La narration se dévoile grâce aux récits intéressants de Stéphane Beauverger et Alain Damasio.
Est-ce-que vous pourriez vous présenter à nos lecteurs ?
Alain Damasio : bonjour, je suis Alain Damasio, écrivain de science-fiction et de fantastique et scénariste à mes heures de jeux vidéo, séries télé, longs-métrages ou BD. Et je suis co-fondateur du studio Dontnod.
Stéphane Beauverger : moi c’est Stéphane Beauverger, scénariste de jeux vidéo, romancier, écrivain à mes heures. En fait, on a pratiquement le même parcours, le même profil, sauf que moi je suis inscrit dans le jeu vidéo depuis plusieurs années. Toi [Alain Damasio], tu viens plus de la littérature.
Avant d’entrer dans le vif du sujet, nous aurions une question plus généraliste : comment définiriez-vous la narration dans un jeu vidéo ?
S.B. : deux heures… (rires)
A.D. : on a combien de temps déjà ? (rires) Déjà, cela dépend des jeux, là sur un action/aventure, c’est quand même très important parce qu’on est sur une trame qui est linéaire, où le joueur a une liberté, mais relativement contrainte, donc la structure du scénario va beaucoup guider la conduite et l’évolution du personnage. Moi je trouve que c’est assez central, même si dans les faits, au sein d’un effectif de 80 personnes, tu as un seul directeur narratif, parfois épaulé par une équipe alors que les autres sont beaucoup, beaucoup. Mais, je crois que tout seul on fait beaucoup de choses.

____________

Tâches:
1 – Comptez, parmi les lignes ci-dessous, celles qui contiennent la chaîne « target », puis donnez uniquement ce nombre.
2 – Prolongez l'entretien ci-dessus sur la narration dans le jeu vidéo, à la suite de sa dernière phrase.

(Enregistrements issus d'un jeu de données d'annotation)
____________

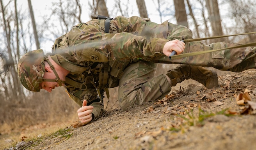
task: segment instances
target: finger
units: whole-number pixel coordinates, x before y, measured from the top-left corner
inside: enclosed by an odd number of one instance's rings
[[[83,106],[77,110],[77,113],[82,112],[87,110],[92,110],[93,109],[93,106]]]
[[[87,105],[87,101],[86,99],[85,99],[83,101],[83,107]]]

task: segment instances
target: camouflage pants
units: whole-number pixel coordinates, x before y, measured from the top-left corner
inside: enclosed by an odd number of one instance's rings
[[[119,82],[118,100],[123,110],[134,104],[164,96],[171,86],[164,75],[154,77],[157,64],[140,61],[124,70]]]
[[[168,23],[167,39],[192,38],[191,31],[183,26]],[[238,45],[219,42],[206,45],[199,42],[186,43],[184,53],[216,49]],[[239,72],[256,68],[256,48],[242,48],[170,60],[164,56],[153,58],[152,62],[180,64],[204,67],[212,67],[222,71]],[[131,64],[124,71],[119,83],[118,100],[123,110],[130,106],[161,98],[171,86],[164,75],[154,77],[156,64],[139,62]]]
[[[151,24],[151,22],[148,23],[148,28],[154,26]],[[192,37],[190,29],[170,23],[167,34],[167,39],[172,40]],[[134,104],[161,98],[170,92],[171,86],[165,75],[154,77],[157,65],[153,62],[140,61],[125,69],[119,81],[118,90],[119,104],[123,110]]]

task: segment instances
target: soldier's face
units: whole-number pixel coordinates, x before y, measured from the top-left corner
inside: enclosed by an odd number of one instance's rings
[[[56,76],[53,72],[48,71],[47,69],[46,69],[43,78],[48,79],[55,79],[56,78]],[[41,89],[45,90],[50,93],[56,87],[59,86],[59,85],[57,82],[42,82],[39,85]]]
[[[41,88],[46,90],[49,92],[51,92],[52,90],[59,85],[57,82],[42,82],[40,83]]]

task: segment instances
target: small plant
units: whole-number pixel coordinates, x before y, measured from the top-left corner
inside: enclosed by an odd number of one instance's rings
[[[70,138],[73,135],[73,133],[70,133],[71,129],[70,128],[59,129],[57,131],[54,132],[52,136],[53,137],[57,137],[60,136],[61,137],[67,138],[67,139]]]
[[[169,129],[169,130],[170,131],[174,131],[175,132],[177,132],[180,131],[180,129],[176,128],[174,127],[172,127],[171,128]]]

____________

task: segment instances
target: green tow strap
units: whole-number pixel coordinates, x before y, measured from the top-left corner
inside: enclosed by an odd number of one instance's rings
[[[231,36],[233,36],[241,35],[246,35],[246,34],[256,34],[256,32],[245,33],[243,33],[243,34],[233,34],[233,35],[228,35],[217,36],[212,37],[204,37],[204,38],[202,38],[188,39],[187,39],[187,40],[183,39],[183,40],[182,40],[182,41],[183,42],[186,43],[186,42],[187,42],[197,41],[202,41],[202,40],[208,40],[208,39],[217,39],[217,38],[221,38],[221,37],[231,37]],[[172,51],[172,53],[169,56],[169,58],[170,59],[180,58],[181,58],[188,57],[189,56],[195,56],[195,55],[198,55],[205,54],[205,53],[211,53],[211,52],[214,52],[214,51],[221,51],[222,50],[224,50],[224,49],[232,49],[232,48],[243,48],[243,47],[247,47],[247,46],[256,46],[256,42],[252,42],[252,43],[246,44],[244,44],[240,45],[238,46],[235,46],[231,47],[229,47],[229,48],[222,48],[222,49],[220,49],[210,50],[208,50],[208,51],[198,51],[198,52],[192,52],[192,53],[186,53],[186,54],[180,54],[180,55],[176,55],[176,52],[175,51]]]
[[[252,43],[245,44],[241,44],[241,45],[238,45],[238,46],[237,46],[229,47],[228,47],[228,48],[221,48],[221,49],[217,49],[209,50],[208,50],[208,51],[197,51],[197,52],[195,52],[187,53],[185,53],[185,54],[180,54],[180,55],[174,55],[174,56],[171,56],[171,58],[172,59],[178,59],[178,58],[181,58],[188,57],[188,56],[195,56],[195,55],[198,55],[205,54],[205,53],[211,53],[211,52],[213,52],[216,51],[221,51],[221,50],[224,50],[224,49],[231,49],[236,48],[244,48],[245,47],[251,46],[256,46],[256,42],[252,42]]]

____________

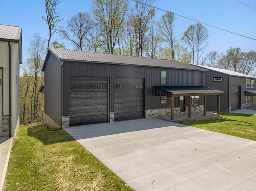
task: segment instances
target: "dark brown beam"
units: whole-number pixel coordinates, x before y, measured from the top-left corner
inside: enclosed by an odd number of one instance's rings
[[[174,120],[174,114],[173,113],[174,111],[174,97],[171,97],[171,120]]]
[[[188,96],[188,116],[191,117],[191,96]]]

____________

Réponses par tâche:
1 – 6

2 –
On a d’abord construit l’univers et Nilin est apparue dans ce Monde-là.
S.B. : en tout cas, sur Remember Me, on n’a pas à se plaindre. Sur ce projet en particulier, on avait vraiment un poids de la narration qui est très important. C’était une décision depuis le début du projet, qui avait été formulée par le directeur créatif. C’était un projet narratively-driven, donc on allait construire une histoire et un univers, on allait faire vivre une aventure dans cet univers, mais comme c’est le cas dans la plupart des jeux qui ont une étoffe science-fiction. Quand vous faites de la SF, on est obligé de construire un monde, donc de l’expliquer au joueur. Et l’expliquer au joueur, cela veut dire qu’il faut trouver un moyen pour lui donner les clefs et les codes de fonctionnement de cet univers-là. Donc cela voulait dire qu’il y avait une grande place pour la narration. Après, en tant que gros gamer, je dirais que je trouve quand même rarement mon compte. Scénaristiquement parlant, les jeux dans lesquels je sens qu’on a vraiment laissé la place au tissu narratif pour se déployer, il n’y en a pas tant que ça. Il y en a quelques-uns… Plus le temps passe… Et il me semble qu’il y a de bons jeux qui sortent là-dessus ou, en tout cas, un petit peu audacieux. Fallout, Deus Ex, Red Dead Redemption, les Assassin’s Creed, mine de rien, on voit qu’ils ont bien travaillé la narration. Il y a des jeux ambitieux qui proposent ça, mais le jeu vidéo c’est un jeu, souvent, s’il y a une histoire en plus, c’est tant mieux, mais c’est un peu le parent pauvre. Sur Remember Me, on avait la chance de travailler sur un projet qui nécessitait un gros travail d’écriture.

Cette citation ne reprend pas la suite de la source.